#### [Request]
Identify each line of the items below that contains the word "fingers", and copy those lines.

[START Exercise inputs]

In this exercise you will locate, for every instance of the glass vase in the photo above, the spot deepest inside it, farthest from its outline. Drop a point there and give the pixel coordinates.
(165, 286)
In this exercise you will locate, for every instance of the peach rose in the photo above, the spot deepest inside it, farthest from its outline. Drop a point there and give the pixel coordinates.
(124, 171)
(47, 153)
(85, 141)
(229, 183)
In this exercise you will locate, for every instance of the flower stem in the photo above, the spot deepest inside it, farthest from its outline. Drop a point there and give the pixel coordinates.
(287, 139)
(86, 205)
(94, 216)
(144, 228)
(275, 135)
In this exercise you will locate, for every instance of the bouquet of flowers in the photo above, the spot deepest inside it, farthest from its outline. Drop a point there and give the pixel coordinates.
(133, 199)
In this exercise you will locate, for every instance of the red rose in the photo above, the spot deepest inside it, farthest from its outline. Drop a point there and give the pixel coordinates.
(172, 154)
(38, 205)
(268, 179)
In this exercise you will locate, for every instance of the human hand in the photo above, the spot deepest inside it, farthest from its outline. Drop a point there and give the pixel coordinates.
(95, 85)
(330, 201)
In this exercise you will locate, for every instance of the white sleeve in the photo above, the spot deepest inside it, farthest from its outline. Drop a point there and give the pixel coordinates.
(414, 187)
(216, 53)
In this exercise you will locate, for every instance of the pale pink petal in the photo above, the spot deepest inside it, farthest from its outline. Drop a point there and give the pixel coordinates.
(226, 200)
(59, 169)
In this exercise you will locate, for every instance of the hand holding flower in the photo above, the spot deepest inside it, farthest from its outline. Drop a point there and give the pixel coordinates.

[END Exercise inputs]
[START Exercise inputs]

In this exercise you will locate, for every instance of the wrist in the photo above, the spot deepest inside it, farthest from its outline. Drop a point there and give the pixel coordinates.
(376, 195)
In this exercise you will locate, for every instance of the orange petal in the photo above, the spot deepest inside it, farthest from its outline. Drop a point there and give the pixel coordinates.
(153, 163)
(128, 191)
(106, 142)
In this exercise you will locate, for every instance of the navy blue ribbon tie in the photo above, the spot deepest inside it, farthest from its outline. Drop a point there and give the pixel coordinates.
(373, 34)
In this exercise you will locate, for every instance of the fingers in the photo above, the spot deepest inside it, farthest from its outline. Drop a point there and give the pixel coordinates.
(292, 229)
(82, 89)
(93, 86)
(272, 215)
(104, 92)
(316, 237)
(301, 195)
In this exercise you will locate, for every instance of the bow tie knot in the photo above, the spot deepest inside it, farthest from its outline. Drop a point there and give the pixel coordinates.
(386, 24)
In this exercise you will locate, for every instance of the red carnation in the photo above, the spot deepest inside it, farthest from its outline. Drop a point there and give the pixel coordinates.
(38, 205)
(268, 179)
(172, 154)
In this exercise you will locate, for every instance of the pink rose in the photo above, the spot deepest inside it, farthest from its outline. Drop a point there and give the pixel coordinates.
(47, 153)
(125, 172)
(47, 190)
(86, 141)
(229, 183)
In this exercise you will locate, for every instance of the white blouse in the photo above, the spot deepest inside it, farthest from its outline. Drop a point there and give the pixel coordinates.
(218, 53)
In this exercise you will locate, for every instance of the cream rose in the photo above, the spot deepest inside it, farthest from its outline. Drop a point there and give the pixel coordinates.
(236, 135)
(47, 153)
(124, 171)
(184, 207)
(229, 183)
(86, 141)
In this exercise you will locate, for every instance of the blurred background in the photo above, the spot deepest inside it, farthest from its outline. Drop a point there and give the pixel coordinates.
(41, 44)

[END Exercise inputs]
[START Exercise inputs]

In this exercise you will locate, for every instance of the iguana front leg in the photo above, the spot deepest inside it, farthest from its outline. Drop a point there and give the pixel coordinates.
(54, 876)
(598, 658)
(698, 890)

[END Exercise inputs]

#### [Solved exercise]
In this exercise you will locate, for every instance of the fingers in the photo above, the spot deepest inside it, farthest from its outline. Drop a point there and give the pixel coordinates.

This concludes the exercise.